Saved entries:
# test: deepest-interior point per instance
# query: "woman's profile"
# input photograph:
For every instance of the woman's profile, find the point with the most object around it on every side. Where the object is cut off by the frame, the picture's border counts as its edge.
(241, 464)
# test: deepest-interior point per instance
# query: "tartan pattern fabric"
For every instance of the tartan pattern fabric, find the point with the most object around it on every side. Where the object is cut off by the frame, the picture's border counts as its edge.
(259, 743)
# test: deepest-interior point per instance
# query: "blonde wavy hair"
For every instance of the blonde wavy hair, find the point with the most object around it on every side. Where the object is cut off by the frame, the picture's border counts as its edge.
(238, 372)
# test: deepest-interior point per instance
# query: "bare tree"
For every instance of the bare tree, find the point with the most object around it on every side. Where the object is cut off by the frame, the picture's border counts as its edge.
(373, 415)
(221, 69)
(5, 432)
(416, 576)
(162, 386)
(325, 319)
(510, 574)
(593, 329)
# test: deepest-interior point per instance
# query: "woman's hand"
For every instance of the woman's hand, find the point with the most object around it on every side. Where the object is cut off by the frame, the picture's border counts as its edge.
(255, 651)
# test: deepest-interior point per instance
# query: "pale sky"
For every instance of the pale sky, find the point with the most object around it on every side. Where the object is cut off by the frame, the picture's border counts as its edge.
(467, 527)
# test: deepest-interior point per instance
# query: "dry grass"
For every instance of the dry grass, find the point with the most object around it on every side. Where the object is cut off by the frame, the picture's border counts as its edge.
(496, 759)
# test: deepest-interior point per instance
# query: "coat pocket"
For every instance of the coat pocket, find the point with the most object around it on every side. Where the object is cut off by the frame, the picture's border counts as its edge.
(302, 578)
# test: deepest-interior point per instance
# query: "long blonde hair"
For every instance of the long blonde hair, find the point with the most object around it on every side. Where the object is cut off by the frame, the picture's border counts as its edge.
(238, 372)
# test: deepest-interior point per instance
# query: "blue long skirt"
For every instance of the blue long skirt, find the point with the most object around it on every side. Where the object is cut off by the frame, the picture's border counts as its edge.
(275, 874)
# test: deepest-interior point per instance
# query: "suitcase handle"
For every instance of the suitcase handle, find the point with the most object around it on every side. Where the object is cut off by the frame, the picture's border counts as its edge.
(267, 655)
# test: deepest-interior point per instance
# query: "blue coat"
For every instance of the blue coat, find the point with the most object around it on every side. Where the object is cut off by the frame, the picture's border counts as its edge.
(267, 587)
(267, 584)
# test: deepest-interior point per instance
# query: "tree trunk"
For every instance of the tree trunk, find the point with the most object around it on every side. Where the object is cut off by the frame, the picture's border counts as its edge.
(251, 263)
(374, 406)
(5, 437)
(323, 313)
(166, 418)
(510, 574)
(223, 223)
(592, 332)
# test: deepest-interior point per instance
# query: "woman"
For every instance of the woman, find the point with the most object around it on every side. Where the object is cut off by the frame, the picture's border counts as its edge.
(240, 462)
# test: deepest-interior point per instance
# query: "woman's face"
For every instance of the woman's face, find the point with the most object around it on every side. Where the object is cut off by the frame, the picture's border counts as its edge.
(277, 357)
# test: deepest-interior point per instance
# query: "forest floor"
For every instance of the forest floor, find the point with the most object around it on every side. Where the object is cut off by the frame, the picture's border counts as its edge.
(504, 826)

**WHAT YOU ARE ASKED TO DO**: The records above must be restated. Preserve every word.

**RESULT OF THIS EXERCISE**:
# test: deepest-interior point per instance
# query: "woman's profile"
# input photograph:
For every instance of the woman's profile, find the point with the most object around it on every side. Where the object is cut off by the frame, the picture's border counts as its edge.
(241, 464)
# test: deepest-interior point per instance
# query: "tartan pattern fabric"
For every instance of the tartan pattern fabric, find the point with the most object around it on every side. Where the object is cut off by the frame, the picture's border counts as its edge.
(259, 743)
# test: deepest-interior point per instance
# query: "blonde wavy hair"
For every instance of the blonde wavy hair, find the point with the most object around it on every side. Where the object is cut off by the frame, the picture's border counts as its edge.
(238, 372)
# test: deepest-interior point per instance
# query: "bare tree"
For every instance of the bare tree, find the point with the most object around it on every side. Where the object is cut off by the frame, the picture's border counts as its edge.
(373, 415)
(221, 69)
(5, 432)
(416, 576)
(162, 386)
(325, 319)
(510, 574)
(593, 329)
# test: deepest-interior point per instance
# query: "woman's hand"
For every instance of the woman's hand, find the point with the most object around it on every side. Where the object is cut off by the frame, the picture's border counts as its edge.
(255, 651)
# test: deepest-interior point per instance
# query: "pale sky"
For every instance of the pale sky, find the point with the most object around it on every side. Where the object is cut off by the frame, the picture's border counts as its edge.
(467, 527)
# test: deepest-interior point per instance
# query: "dry grass"
For every instance of the dry grass, find the point with the most object around it on every side. Where the object is cut off by the frame, the picture's border counts as its edge.
(496, 759)
# test: deepest-interior point per instance
# query: "coat pocket"
For every instance of the coat pocket, find the point with the most object around it on every side. Where the object is cut off by the frame, the picture's border counts as its edge.
(302, 578)
# test: deepest-interior point per instance
# query: "long blonde hair"
For every instance of the long blonde hair, find the point with the most object around it on every side. Where the object is cut off by the frame, the picture's border counts as its edge.
(238, 372)
# test: deepest-interior point per instance
# query: "blue long skirt"
For every instance of the blue long skirt, find the point with the most object around it on every side. Where the object is cut off by the frame, the picture's border counts as its edge.
(275, 874)
# test: deepest-interior point per instance
# query: "suitcase handle"
For every instance of the suitcase handle, find the point with the most object around it on every side. Where the object is cut off by the frame, the picture's border counts as its edge.
(267, 655)
# test: deepest-interior point per instance
# query: "blue coat"
For every instance of the blue coat, find the point with the most object around it on every side. Where the object is cut off by the frame, the picture's border counts as its edge.
(267, 587)
(267, 584)
# test: deepest-interior point per instance
# query: "tree trunk"
For every instance of the tree trunk, find the point with the most object around it on every side. Where the object is cut off by the frame, the picture's border counts as its edge.
(251, 263)
(374, 406)
(5, 437)
(323, 313)
(166, 418)
(510, 574)
(223, 223)
(592, 332)
# test: deepest-interior point per instance
# query: "woman"
For every instance of the woman, find the point with the most object around it on every side. Where the object is cut off by the frame, the picture's border counts as its edge.
(240, 462)
# test: deepest-interior point per instance
# query: "woman's face"
For every instance of the woman's face, find the point with the most object around it on every side. Where the object is cut off by the frame, the picture's border counts as its edge.
(277, 357)
# test: deepest-interior point per instance
# query: "forest floor"
For every instance of the forest floor, find the point with the most object around it on every side. Where the object is cut off by the frame, the picture's border counts as its edge.
(504, 826)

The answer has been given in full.